** begin Text provided **

And there's nothing like a matchup with the New York Jets to snap the Dolphins out of vacation mode.
Three days off was enough for the Dolphins, who returned to work on Monday officially mediocre in terms of record yet with the knowledge that if the season was now complete, they would be in the AFC playoffs. Granted, there's still a ton of football left to play, but for a team that didn't exactly deal with the highest of preseason expectations, there's reason for moods to be pleasant these days.
"One thing I said to the team today, part one of the statement was, 'Progress has been made. There's no doubt about it,'" Dolphins coach Joe Philbin said. "Part two of the statement was, 'There's a heck of a lot of work still left to be done.' I see us playing better football than we were earlier in the season, no question. But we're still not where we need to be."
The Dolphins (3-3) visit the Jets (3-4) on Sunday.
"Looking forward to going to their stadium and being a different team than we were three or four weeks ago," Hartline said.
Of the 16 teams in the AFC, nine are either 3-3 or 3-4 — New England, at a surprising-for-the-Patriots 4-3, not only leads the AFC East but has the third-best record in the conference. One win can help a team escape the pack right now, one loss can send a team spiraling toward the bottom of the pack, and division games seem even more important than usual with so many teams off to similar starts.
"We can't predict what's going to happen later on down the road," Soliai said. "We've just got to focus on this game."
That doesn't figure to be a problem — especially with it being Jets Week.
The Jets have already won in Miami this season, a 23-20 overtime victory on Sept. 23 in a game where Dan Carpenter missed two field goals and the Dolphins lost both a 10-0 lead and running back Reggie Bush.
If Miami had won that game, the Dolphins would be 4-2 and currently atop the division.
"We've got to do something this week, you know, that we haven't done since I've been here and that's sweep Miami," Jets coach Rex Ryan said Monday. "So that's got to be it. That's the only thing that's got to be on our mind."
One clear advantage of having the bye week: The Dolphins got to look ahead on Monday, while the Jets certainly spent at least some of the day looking back and lamenting their 29-26 overtime loss at New England on Sunday.

** end Text provided **

## Job 1
Turn the part of the entries below that opens with the line containing "the snow-covered mountain" and runs through the last line of the entries into a numbered list, leaving out any blank lines.

** begin Excerpted data **

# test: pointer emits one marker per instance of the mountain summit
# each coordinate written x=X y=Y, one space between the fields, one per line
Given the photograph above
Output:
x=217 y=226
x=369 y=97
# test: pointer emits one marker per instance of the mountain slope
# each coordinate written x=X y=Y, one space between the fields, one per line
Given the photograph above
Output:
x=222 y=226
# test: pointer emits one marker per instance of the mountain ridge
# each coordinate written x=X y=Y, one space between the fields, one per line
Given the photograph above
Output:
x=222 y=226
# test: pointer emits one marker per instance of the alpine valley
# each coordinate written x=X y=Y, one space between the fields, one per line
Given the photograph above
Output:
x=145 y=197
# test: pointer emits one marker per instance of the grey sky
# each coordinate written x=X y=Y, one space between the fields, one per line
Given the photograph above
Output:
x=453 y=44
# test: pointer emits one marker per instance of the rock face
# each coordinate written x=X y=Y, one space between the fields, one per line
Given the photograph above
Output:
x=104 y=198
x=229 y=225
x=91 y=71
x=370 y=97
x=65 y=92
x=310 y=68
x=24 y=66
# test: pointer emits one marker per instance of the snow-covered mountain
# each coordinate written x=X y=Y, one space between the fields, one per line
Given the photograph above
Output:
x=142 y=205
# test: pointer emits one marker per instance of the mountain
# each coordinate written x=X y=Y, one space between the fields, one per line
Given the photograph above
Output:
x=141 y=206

** end Excerpted data **

## Job 2
Return, word for word, the part of the Dolphins–Jets article above that opens with the words "And there's nothing" and closes with "pleasant these days.".

## Written answer 1
1. # test: pointer emits one marker per instance of the snow-covered mountain
2. # each coordinate written x=X y=Y, one space between the fields, one per line
3. Given the photograph above
4. Output:
5. x=142 y=205
6. # test: pointer emits one marker per instance of the mountain
7. # each coordinate written x=X y=Y, one space between the fields, one per line
8. Given the photograph above
9. Output:
10. x=141 y=206

## Written answer 2
And there's nothing like a matchup with the New York Jets to snap the Dolphins out of vacation mode.
Three days off was enough for the Dolphins, who returned to work on Monday officially mediocre in terms of record yet with the knowledge that if the season was now complete, they would be in the AFC playoffs. Granted, there's still a ton of football left to play, but for a team that didn't exactly deal with the highest of preseason expectations, there's reason for moods to be pleasant these days.